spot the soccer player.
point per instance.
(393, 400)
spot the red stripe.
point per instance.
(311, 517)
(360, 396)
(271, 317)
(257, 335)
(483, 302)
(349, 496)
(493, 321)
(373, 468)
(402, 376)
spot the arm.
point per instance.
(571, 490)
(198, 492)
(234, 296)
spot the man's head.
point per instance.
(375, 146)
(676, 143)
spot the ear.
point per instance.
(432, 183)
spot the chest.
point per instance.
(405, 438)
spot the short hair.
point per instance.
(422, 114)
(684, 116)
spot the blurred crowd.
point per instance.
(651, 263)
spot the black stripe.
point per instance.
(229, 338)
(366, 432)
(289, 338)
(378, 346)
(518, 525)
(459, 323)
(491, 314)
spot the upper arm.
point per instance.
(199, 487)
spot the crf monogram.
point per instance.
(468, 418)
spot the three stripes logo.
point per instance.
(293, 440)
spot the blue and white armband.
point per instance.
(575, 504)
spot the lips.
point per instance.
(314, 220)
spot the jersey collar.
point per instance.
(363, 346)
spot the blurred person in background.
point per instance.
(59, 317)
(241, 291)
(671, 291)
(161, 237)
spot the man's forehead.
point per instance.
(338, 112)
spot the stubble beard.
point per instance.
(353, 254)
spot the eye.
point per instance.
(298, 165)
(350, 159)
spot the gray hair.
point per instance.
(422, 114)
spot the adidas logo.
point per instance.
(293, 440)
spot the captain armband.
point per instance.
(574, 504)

■ ■ ■

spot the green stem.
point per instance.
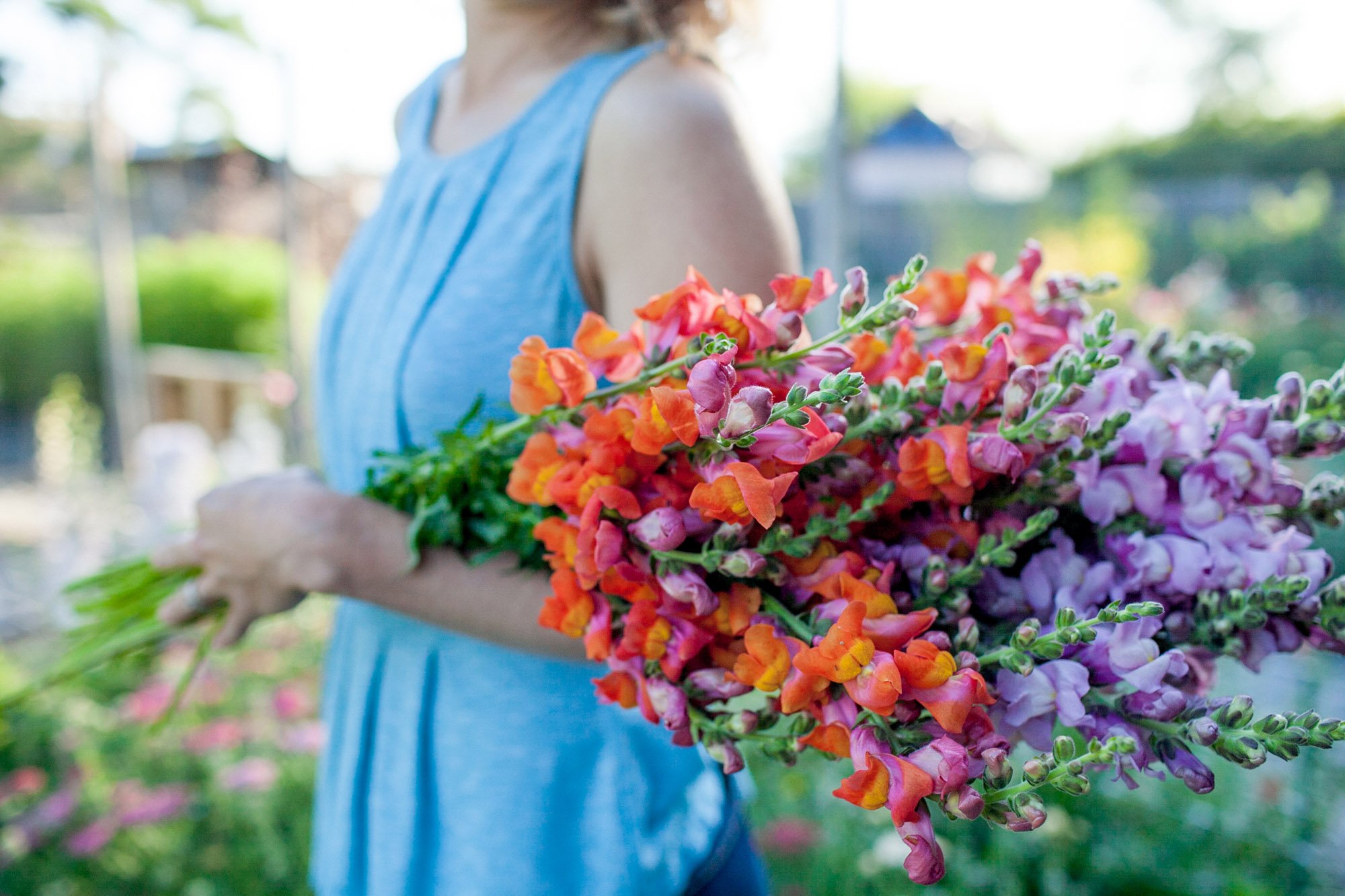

■ ■ ■

Task directions -
All lines of the material that contain the word "logo" should be listed.

Answer to this problem -
spot the three stripes logo.
spot the adidas logo.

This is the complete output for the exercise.